Records supplied start

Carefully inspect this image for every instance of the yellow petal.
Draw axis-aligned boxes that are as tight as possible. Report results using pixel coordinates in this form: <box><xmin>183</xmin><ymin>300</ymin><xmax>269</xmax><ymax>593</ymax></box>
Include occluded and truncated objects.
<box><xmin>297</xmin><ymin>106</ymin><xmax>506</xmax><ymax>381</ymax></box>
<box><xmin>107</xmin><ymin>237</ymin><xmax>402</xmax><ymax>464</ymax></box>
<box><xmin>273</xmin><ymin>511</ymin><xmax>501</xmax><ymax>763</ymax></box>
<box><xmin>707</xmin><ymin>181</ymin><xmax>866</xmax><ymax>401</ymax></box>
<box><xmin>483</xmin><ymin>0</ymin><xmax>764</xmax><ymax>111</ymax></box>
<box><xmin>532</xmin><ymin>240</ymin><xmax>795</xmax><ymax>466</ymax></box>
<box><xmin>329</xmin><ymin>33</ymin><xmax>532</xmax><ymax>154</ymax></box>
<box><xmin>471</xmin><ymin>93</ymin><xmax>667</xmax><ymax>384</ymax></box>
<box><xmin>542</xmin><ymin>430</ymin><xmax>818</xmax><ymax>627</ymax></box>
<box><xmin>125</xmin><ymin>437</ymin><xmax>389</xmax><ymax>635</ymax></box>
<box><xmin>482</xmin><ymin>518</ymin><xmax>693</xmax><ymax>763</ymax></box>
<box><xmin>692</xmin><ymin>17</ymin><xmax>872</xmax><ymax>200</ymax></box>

Records supplied end

● **Task goal**
Lay out the stretch of material from its start through the line containing "Draw axis-aligned boxes" as a Markdown table with the columns n and Line, skipping blank lines.

● **Result**
| n | Line |
|---|---|
| 1 | Carefully inspect this image for every instance of the yellow petal. |
| 2 | Draw axis-aligned boxes that are as tight as possible. Report results using pixel coordinates in this form: <box><xmin>183</xmin><ymin>300</ymin><xmax>269</xmax><ymax>593</ymax></box> |